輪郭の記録
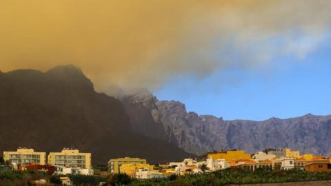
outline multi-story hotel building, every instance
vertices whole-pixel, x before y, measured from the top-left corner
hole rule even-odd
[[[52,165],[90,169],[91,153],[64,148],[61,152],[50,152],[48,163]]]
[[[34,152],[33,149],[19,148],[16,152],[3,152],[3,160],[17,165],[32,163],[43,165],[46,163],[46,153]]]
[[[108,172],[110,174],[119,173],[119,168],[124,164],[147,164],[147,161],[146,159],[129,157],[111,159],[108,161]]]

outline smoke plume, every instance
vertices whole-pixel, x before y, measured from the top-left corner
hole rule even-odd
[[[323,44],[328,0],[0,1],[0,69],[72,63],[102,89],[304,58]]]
==
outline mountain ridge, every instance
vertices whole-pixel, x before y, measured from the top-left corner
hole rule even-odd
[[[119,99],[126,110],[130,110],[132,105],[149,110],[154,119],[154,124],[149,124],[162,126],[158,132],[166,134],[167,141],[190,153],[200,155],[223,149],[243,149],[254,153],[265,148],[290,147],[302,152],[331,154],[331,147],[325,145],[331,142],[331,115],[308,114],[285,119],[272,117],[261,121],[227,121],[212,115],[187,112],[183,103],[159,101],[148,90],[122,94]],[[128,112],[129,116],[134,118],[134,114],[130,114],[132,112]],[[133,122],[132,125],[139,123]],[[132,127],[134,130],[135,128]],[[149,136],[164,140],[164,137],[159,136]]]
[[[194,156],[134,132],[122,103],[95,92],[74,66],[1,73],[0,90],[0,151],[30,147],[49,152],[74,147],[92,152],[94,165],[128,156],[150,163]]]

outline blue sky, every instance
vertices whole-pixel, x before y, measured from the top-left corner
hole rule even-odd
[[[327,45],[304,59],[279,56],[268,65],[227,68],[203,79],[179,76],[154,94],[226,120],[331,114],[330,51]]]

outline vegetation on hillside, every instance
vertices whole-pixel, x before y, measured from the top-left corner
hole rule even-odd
...
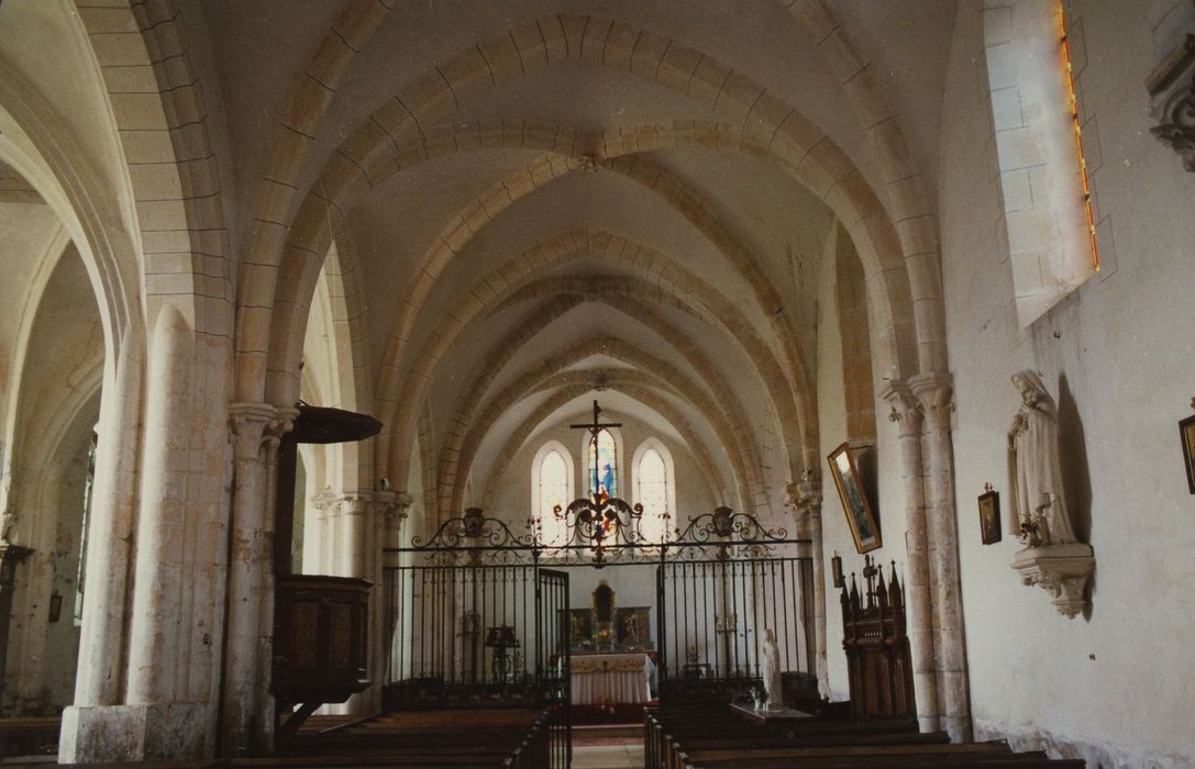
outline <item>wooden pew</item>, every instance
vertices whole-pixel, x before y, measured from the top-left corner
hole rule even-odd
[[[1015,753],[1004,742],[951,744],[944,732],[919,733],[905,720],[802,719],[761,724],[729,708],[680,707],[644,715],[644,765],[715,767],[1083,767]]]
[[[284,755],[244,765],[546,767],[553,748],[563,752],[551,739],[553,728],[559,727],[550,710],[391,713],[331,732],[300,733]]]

- _課題_
資料のうち、「outline multi-story hotel」を含む行から「[[[323,44],[328,0],[0,1],[0,69],[72,63],[102,89],[304,58]]]」を含む行まで(両端の行を含む)を、「every instance」を「all instances」に置き換えて書き直しなさい。それ以外の部分は変えないこと。

- _解答例_
outline multi-story hotel building, all instances
vertices whole-pixel, x before y, measured from the top-left corner
hole rule even-odd
[[[52,165],[90,169],[91,153],[64,148],[61,152],[50,152],[48,163]]]
[[[34,152],[33,149],[19,148],[16,152],[3,152],[3,160],[17,165],[32,163],[43,165],[46,163],[46,153]]]
[[[108,172],[110,174],[119,173],[119,168],[124,164],[147,164],[147,161],[146,159],[129,157],[111,159],[108,161]]]

outline smoke plume, all instances
vertices whole-pixel, x before y, measured from the top-left corner
hole rule even-odd
[[[323,44],[328,0],[0,1],[0,69],[72,63],[102,89],[304,58]]]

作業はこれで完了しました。